Your task: Only an exact repetition of the entries counts as an answer.

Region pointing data
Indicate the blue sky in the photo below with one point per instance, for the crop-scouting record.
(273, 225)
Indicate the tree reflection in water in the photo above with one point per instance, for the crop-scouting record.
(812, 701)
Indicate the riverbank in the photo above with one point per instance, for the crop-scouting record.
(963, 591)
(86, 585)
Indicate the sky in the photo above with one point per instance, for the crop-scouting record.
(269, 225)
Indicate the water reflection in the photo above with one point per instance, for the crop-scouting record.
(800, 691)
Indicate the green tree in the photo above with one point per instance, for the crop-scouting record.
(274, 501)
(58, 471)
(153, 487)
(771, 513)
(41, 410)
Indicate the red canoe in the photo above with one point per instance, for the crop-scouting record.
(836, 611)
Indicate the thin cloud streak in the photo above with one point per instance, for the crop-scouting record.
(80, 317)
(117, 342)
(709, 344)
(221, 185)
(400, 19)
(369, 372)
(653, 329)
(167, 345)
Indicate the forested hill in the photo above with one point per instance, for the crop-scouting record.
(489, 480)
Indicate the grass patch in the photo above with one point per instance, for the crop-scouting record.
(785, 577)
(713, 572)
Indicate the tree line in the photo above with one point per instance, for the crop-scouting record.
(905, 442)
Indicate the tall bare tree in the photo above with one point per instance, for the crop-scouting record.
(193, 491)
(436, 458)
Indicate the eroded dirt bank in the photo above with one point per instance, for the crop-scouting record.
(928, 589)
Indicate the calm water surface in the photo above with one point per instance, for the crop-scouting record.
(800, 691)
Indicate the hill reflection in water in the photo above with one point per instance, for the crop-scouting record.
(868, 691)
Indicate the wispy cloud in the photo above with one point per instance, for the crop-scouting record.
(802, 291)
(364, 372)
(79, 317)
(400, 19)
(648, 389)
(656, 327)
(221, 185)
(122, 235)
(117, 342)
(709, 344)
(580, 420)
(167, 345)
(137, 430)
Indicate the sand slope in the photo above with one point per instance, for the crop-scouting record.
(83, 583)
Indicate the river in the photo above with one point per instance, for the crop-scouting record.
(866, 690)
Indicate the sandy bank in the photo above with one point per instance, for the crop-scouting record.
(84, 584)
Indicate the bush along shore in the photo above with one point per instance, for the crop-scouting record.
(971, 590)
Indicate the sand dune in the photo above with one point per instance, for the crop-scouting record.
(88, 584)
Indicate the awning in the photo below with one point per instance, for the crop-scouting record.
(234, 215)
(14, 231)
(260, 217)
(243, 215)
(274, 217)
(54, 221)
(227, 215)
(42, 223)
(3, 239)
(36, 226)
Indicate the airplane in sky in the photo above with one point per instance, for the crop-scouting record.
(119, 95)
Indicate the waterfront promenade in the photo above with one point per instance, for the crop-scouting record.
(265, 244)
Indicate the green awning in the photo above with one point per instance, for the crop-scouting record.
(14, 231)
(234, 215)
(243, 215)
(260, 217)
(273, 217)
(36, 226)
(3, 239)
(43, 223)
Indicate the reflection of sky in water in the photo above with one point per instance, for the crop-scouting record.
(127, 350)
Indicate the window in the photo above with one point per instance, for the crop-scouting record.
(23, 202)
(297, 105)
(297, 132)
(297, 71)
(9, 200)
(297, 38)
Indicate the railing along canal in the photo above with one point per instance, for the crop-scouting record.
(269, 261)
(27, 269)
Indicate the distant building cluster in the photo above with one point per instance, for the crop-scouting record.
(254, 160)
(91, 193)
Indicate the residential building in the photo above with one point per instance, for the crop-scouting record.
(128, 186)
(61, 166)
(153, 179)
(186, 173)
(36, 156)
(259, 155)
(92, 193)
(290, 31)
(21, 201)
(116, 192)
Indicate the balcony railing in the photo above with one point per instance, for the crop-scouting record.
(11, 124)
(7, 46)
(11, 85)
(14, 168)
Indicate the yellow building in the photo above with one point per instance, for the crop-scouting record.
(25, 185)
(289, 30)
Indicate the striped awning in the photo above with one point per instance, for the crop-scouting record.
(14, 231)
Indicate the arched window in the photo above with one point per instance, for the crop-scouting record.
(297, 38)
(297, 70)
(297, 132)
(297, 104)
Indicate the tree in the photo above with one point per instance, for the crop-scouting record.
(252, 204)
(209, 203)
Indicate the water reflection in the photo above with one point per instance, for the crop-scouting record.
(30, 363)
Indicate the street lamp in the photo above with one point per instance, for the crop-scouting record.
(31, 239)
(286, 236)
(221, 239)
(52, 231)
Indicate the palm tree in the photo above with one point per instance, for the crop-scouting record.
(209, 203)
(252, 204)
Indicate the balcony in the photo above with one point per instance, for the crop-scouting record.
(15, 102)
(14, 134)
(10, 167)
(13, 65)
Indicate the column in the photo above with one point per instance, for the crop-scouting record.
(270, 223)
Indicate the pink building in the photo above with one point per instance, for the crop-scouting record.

Task solution:
Indicate the blue sky in the photo below with one point per instance, for the crop-scouting record.
(273, 225)
Indicate the tree reflection in water in the photo above with one point per instance, for the crop-scouting record.
(812, 701)
Indicate the riverbank in the photo above with one point per instance, for the crop-scouting record.
(963, 591)
(86, 585)
Indicate the sky in the photo above with one point per instance, for the crop-scouting record.
(269, 225)
Indicate the water reflection in the photo above with one point per instance, for the crop-scouting record.
(800, 691)
Indicate the green tree in the photo above with one point per instance, for the crop-scouting record.
(274, 501)
(58, 471)
(153, 487)
(771, 513)
(41, 410)
Indicate the red canoe in the photo above with one point per instance, for the crop-scouting record.
(836, 611)
Indicate the thin cloud streak in the photo above with one point per instance, for the crop-scouting record.
(80, 317)
(117, 342)
(709, 344)
(221, 185)
(400, 19)
(369, 372)
(653, 329)
(167, 345)
Indicate the forested hill in the photo above with one point per instance, for the crop-scouting record.
(489, 480)
Indicate the grass patch in the photo above with one point per instance, for the crop-scouting record.
(785, 577)
(713, 572)
Indicate the tree line in the photo above with one point per instance, for the crop-scouting record.
(905, 442)
Indicate the tall bare tree in the photo above with one point per instance, for the crop-scouting record.
(193, 491)
(436, 458)
Indicate the eroded dirt bank in the photo above with one point per instance, for the crop-scouting record.
(928, 589)
Indicate the calm water surface in the photo above with one point per instance, for the crop-scouting record.
(800, 691)
Indicate the hill reflection in water in the photo above with one point per instance, for the crop-scouting record.
(868, 691)
Indicate the wispy cloud in the photo above with one point per instance, for the crop-scouting record.
(802, 291)
(364, 372)
(79, 317)
(400, 19)
(648, 389)
(656, 327)
(221, 185)
(122, 235)
(117, 342)
(709, 344)
(580, 420)
(167, 345)
(137, 430)
Indicate the sand slope in the photo above with one point per instance, for the crop-scouting record.
(83, 583)
Indicate the river in the photo above with one point per instance, for the crop-scouting record.
(866, 690)
Indicate the sandy bank in the photo above with one point per instance, for the crop-scouting record.
(84, 584)
Indicate the bush along shore in the photo above with one point per instance, for the crop-scouting record.
(971, 590)
Indicate the sand dune in the photo above with one point per instance, for the crop-scouting record.
(88, 584)
Indicate the awning in the photo below with one point per instance, for the crop-scouting record.
(234, 215)
(14, 231)
(260, 217)
(243, 215)
(274, 217)
(54, 221)
(227, 215)
(42, 223)
(3, 239)
(36, 226)
Indicate the airplane in sky in the photo above with one point per instance, for the crop-scouting record.
(119, 95)
Indicate the waterfront promenade in the photo above with one point per instance, for the crop-scouting record.
(265, 244)
Indicate the green awning in the photo above with one point per instance, for the crop-scouting record.
(14, 231)
(234, 215)
(243, 215)
(260, 217)
(273, 217)
(36, 226)
(3, 239)
(43, 223)
Indicate the reflection of sky in water in the photo above with one point per instance, for the crop-scouting record.
(127, 350)
Indicate the window in the photo above with one point per instance, for the crop-scouting record.
(23, 202)
(297, 105)
(297, 132)
(297, 71)
(9, 200)
(297, 38)
Indicate the railing along canal in the photo above with one point per instance, for the crop-scouting record.
(269, 261)
(27, 269)
Indicate the distant building cluster in the photo above with one point per instance, for the crop-scouting record.
(254, 160)
(91, 193)
Indicate the residential building in the photo above with one point per instance, for the crop-scouting record.
(128, 186)
(61, 166)
(153, 179)
(186, 173)
(36, 156)
(259, 155)
(92, 193)
(290, 31)
(21, 201)
(116, 192)
Indicate the balcony railing in the photo above with one point per instance, for the crop-scouting record.
(11, 124)
(7, 46)
(11, 85)
(14, 168)
Indicate the yellow building in the photo above with one point per instance, for the crop-scouting record.
(25, 185)
(289, 30)
Indicate the striped awning in the photo above with one point per instance, for the crop-scouting record.
(14, 231)
Indicate the arched window in the photo above with one point per instance, for the crop-scouting record.
(297, 38)
(297, 70)
(297, 132)
(297, 104)
Indicate the tree in the photo above with one point per instance, for the crop-scouting record.
(252, 204)
(209, 203)
Indicate the water reflection in the photo above with one point per instance, for the crop-scouting record.
(30, 363)
Indicate the street lamp in the photo above with one point per instance, for the crop-scouting record.
(31, 239)
(286, 236)
(221, 239)
(52, 231)
Indicate the palm tree in the photo above with one point per instance, for the crop-scouting record.
(209, 203)
(252, 204)
Indicate the balcony in the photo above with one point per instance, for the crop-scouting record.
(15, 102)
(14, 134)
(10, 167)
(13, 65)
Indicate the column in the photo above with one point per instance, for the crop-scouting record.
(270, 223)
Indicate the pink building in the photo above with one point per instance, for the crop-scouting record.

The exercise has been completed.